• **LATIHAN TERTULIS A**
Apakah pernyataan berikut sesuai dengan bacaan tentang listrik di Loloda Kepulauan: (i) diesel untuk lampu penerangan desa menyala dari pukul 18.30 sampai 24.00; (ii) kapal kayu ke kota tersedia setiap hari; (iii) daya lampu surya sudah cukup untuk semua warga? Jawab ya atau tidak untuk tiap pernyataan, lalu kutip persis kata-kata bacaan yang menentukannya.
• **LATIHAN TERTULIS B**
Sambung bacaan tentang listrik di Loloda Kepulauan, mulai setelah kalimat terakhirnya.

• **BACAAN**
:::::

Saturday, 20 December 2014

Mengail Sel Surya di Daerah Terpencil

BETAPA susahnya tinggal didaerah terpencil yang minim akses. Padahal sekarang sudah memasuki era informasi dan teknologi modern. Akan tetapi masih banyak daerah-daerah yang belum bisa merasakan kecanggihan teknologi seperti yang ada di Pulau Jawa. Karena tak ada signal, tak ada listrik. Itulah yang masih terjadi di Loloda Kepulauan, salah satu daerah terpencil yang ada di Halmahera Utara, Provinsi Maluku Utara. Untuk lampu penerangan di sebuah desa kecamatan kepulauan ini masih  menggunakan diesel yang hanya menyala dari jam 18.30-24.00. Padahal mesin ini ditemukan oleh Rudolf Diesel sejak tahun 1897 silam. Katanya, Indonesia sudah 69 tahun usia kemerdekaannya, kenapa listrik (PLN) belum juga masuk ke pulau ini?
Krisis energi di dunia terus terjadi. Sumber energi listrik semakin menipis akibat meningkatnya kebutuhan listrik di kota-kota besar. Tak bisa dipungkiri lagi bahwa setiap manusia perlu listrik, karena sudah termasuk salah satu kebutuhan primer. Tapi, bagi warga Loloda Kepulauan harus berjuang setengah mati untuk mendapatkan yang namanya listrik. Perlu solar untuk bisa mendapatkan listrik, karena harus menghidupkan diesel terlebih dahulu. Harga bahan bakar naik dua kali lipat, karena untuk membeli bahan ini harus ke kota yang jaraknya sangat jauh (butuh waktu kurang lebih 6 jam) dengan menggunakan kapal kayu yang hanya ada 2x seminggu. Salah satu solusi yang sudah dikembangkan adalah adanya lampu surya dengan energi matahari. Ada beberapa desa yang sudah menerapkan teknologi sel surya ini dan baru berlangsung selama 1 tahun terakhir. Akan tetapi daya yang dihasilkan teknologi ini tidak cukup untuk memenuhi kebutuhan listrik semua warga.

:::::

• **BAGIAN DATA**
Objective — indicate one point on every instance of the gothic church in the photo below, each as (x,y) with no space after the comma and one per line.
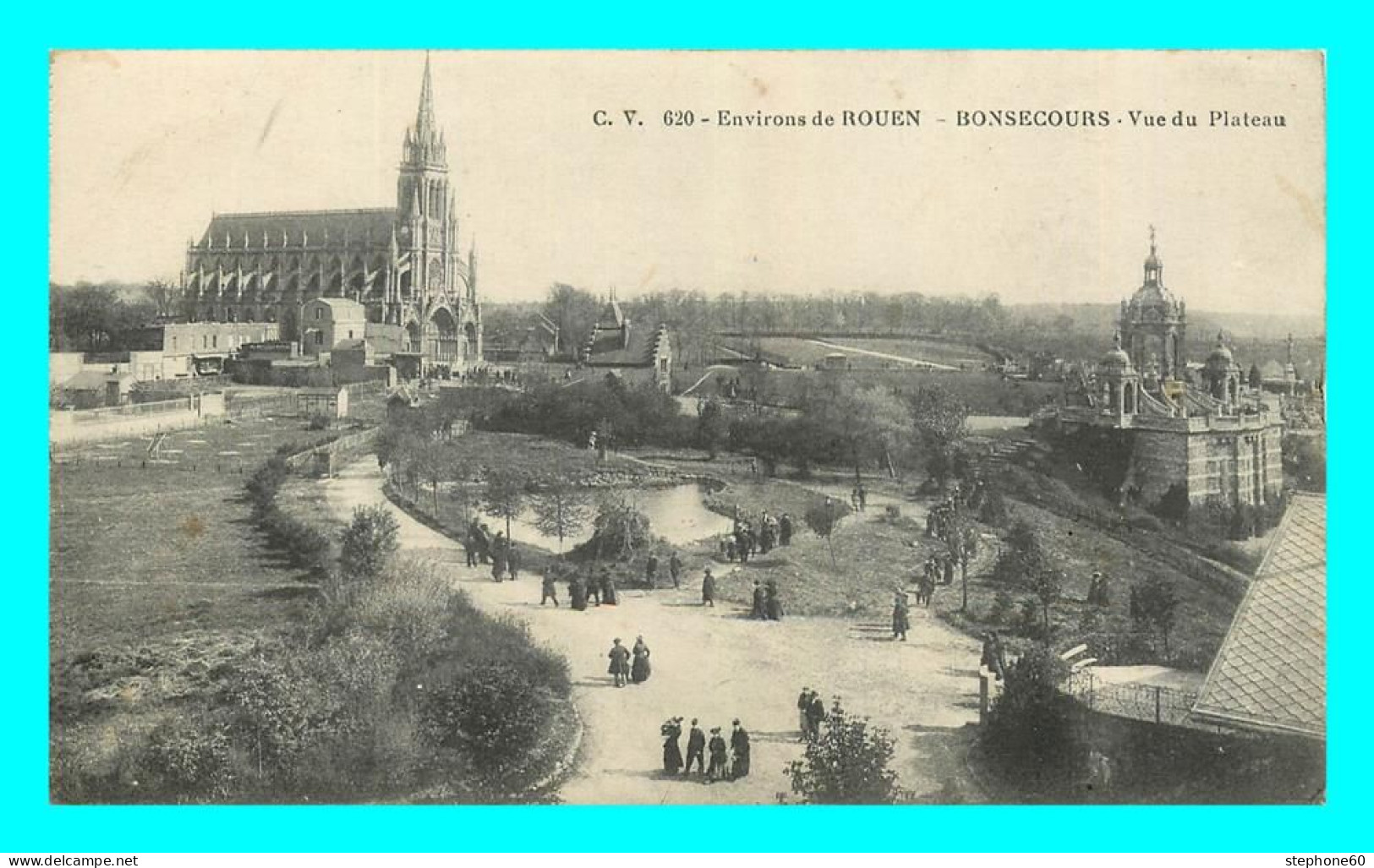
(402,264)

:::::

• **JAWABAN YANG DIHARAPKAN A**
(i) Ya: "diesel yang hanya menyala dari jam 18.30-24.00"
(ii) Tidak: "kapal kayu yang hanya ada 2x seminggu"
(iii) Tidak: "daya yang dihasilkan teknologi ini tidak cukup untuk memenuhi kebutuhan listrik semua warga"

• **JAWABAN YANG DIHARAPKAN B**
Sel surya atau dikenal dengan fotovoltaik mampu mengubah cahaya menjadi listrik. Setidaknya potensi sel surya ini memang sangat berguna diterapkan di daerah-daerah terpencil, terluar dan tertinggal (daerah 3T) khususnya daerah yang berbatasan dengan laut. Ada dua alasan tentang penerapan sel surya ini. Pertama, tempat pemasangan kabel pemasok listrik sulit dilakukan karena terhalang oleh lautan. Kedua, adanya panas matahari yang melimpah. Inilah yang seharusnya bisa dikembangkan dengan maksimal oleh pemerintah (khususnya PLN) untuk memasok ketersediaan listrik di daerah-daerah pelosok yang belum terjamah oleh listrik. Karena warga Loloda Kepulauan juga perlu listrik untuk kebutuhan hidup sehari-hari.
Keberadaan sel surya di daerah-daerah terpencil memang sangat membantu masyarakat untuk memenuhi kebutuhan listrik sehari-hari. Sebagai contoh di Desa Fitako, Kecamatan Loloda Kepulauan. Jika di desa-desa lain yang menggunakan tenaga mesin diesel, lampu hanya menyala sampai pukul 24.00 karena terkendala dengan bahan bakarnya yang cukup mahal. Akan tetapi di Fitako yang penerangannya sudah menggunakan tenaga surya, lampu bisa menyala dari pukul 18.30 – 06.30. Walau demikian, keberadaan sel surya ini hanya bisa digunakan untuk lampu penerangan di kala malam. Sel surya yang ada di desa ini tidak bisa digunakan untuk menghidupkan televisi maupun kulkas. Kendala selanjutnya adalah potensi sel surya ini mengandalkan tenaga surya matahari, jadi ketika cuaca mendung atau musim hujan tiba, daya yang dihasilkan sel surya ini pun hanya sedikit.
Selain digunakan untuk penerangan, sel surya yang ada di Fitako ini baru bisa digunakan untuk mencharge handphone dan elektronik yang berdaya rendah. Untuk mendapatkan arus listrik dari sel surya juga diperlukan sebuah alat yang bernama inventer. Harga inventer ini cukup mahal sekitar Rp. 800.000, sehingga jarang warga yang memiliki alat ini. Orang yang memiliki alat ini bisa dihitung jari. Warga sekitar ketika ingin mencharge handphone harus menumpang pada orang yang memiliki inventer.  Di satu sisi keberadaan sel surya mampu menjadi solusi sebagai lampu penerang yang hemat biaya pengganti mesin diesel, akan tetapi jumlah daya yang dihasilkan lagi-lagi tidak mencukupi kebutuhan warga. Perlu ditambah alat panel surya yang lebih besar lagi agar mampu menghasilkan daya yang lebih besar sehingga bisa digunakan sebagai konsumsi listrik siang dan malam. Potensi sel surya ini sangatlah potensial di tengah krisis energi yang terus terjadi dan menjadi energi terbarukan masa depan.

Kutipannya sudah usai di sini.